QUOTED TEXT =
Security is definitely an enormous requirement -- after all, you don't want just anyone getting access to Grid resources. And those who add their systems to a Grid will want to control who has access to use their resources, and when.

Reliability and performance also remain important -- if the Grid doesn't perform the job well and fast, then the business case for it certainly diminishes.

Where To Go From Here

If you get the impression that Grid computing is where the Web was in 1993, then you're right. A tremendous amount of territory is being mapped right now. Some solid implementation foundations are being laid down. However, much of Grid computing is undiscovered country, and many groups are turning their attention to the emerging open standards. In many ways, the discussions about Grid services parallel those around Internet and XML standards in the mid-1990s.

Resources

Here is a starter list of white papers, books, and articles you can use to learn more about Grid computing. Do you have your own list of favorites? Send me an e-mail.

PROVIDED MATERIAL =
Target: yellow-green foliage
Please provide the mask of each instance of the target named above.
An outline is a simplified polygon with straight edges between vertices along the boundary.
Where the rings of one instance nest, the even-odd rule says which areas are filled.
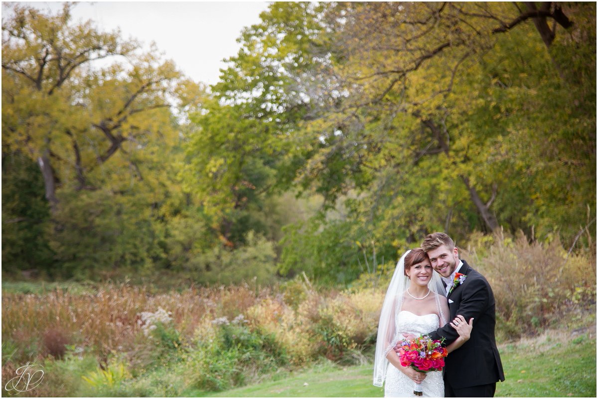
[[[568,254],[558,237],[530,242],[502,232],[472,240],[463,257],[487,278],[496,300],[499,338],[537,332],[596,296],[596,253]],[[469,253],[468,253],[469,252]]]
[[[81,378],[94,388],[102,386],[111,388],[130,376],[130,373],[127,370],[125,365],[118,363],[108,365],[105,370],[98,367],[96,370],[87,376],[83,376]]]

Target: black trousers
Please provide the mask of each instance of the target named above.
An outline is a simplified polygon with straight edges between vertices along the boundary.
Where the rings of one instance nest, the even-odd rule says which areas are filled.
[[[444,382],[444,396],[447,398],[492,398],[496,391],[496,382],[457,389]]]

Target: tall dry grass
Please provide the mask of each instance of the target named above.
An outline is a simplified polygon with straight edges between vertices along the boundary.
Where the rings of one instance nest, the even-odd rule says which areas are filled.
[[[282,291],[244,284],[153,294],[123,284],[94,293],[5,293],[2,340],[17,349],[13,363],[60,358],[74,345],[104,364],[116,353],[128,354],[132,364],[139,364],[135,358],[145,358],[153,350],[146,345],[141,314],[161,308],[187,345],[213,338],[216,319],[231,321],[243,314],[252,328],[273,334],[291,363],[302,364],[320,355],[338,359],[371,344],[383,299],[374,290],[319,291],[299,280]]]
[[[541,332],[576,309],[596,308],[596,252],[565,249],[558,238],[540,242],[502,231],[471,240],[463,257],[481,272],[496,301],[498,338]]]
[[[143,287],[124,284],[106,285],[93,294],[72,294],[60,288],[41,294],[4,293],[2,340],[20,349],[13,355],[14,360],[32,360],[32,355],[59,357],[63,352],[60,345],[80,345],[105,358],[134,348],[142,312],[158,308],[170,312],[177,330],[191,337],[203,319],[236,315],[264,295],[268,293],[246,285],[153,294]]]

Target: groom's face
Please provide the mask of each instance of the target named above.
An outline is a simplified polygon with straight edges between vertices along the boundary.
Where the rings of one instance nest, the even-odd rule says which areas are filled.
[[[430,250],[428,251],[428,256],[432,267],[443,277],[450,276],[459,262],[457,248],[453,248],[451,250],[446,245],[440,245],[436,249]]]

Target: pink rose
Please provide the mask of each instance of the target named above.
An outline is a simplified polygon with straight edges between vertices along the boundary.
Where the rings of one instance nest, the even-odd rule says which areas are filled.
[[[432,361],[432,369],[441,369],[444,367],[444,361],[442,359],[434,359]]]
[[[432,367],[432,361],[428,359],[424,359],[422,361],[421,364],[417,366],[417,367],[422,371],[425,372],[430,369]]]

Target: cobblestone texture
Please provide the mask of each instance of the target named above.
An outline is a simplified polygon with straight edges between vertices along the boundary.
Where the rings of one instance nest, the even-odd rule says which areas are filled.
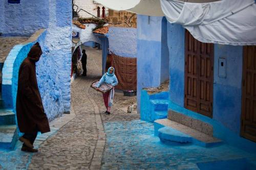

DIRECTIVE A =
Translate this sentence from the Grid computing text into Spanish: "A tremendous amount of territory is being mapped right now."
DIRECTIVE B =
Reproduce part of the Grid computing text word for word, beginning at the words "Where To Go" and stopping after "me an e-mail.".
DIRECTIVE C =
Write the next part of the Grid computing text, picking up after its final sentence.

TASK RESPONSE A =
En este momento se está cartografiando una enorme cantidad de territorio.

TASK RESPONSE B =
Where To Go From Here

If you get the impression that Grid computing is where the Web was in 1993, then you're right. A tremendous amount of territory is being mapped right now. Some solid implementation foundations are being laid down. However, much of Grid computing is undiscovered country, and many groups are turning their attention to the emerging open standards. In many ways, the discussions about Grid services parallel those around Internet and XML standards in the mid-1990s.

Resources

Here is a starter list of white papers, books, and articles you can use to learn more about Grid computing. Do you have your own list of favorites? Send me an e-mail.

TASK RESPONSE C =
Anatomy of the Grid. This white paper by Ian Foster, Carl Kesselman, and Steven Tuecke defines the field of Grid computing. As the title suggests, the authors spend some time naming all of a Grid's constituent parts and defining what they do. Their focus is on Grid architecture.

Physiology of the Grid. This white paper by Ian Foster, Carl Kesselman, Jeffrey Nick, and Steven Tuecke explains how Grid computing can be put to work in a Web services environment. This is the white paper that presents more details about OGSA and Grid semantics (i.e., services). Together with "Anatomy of the Grid," these two papers provide a fairly detailed overview (albeit a tad academic) about the world of Grid computing.

The Global Grid Forum (www.ggf.org) is a community-initiated forum of researchers and practitioners working on Grid computing, and a number of working groups are producing technical specs, documenting user experiences, and implementation guidelines. See GGF@WORK at www.ggf.org/home.php?div=atwork for a list of the working groups including the Open Grid Services Architecture (OGSA) Working Group at www.ggf.org/ogsa-wg/".

The Globus Toolkit: Globus is an open-architecture, open standards tool for building computational Grids. It is widely cited as a solid reference implementation that will get your hands dirty in the world of building, deploying, and managing Grids. Also, look at the Globus FAQ.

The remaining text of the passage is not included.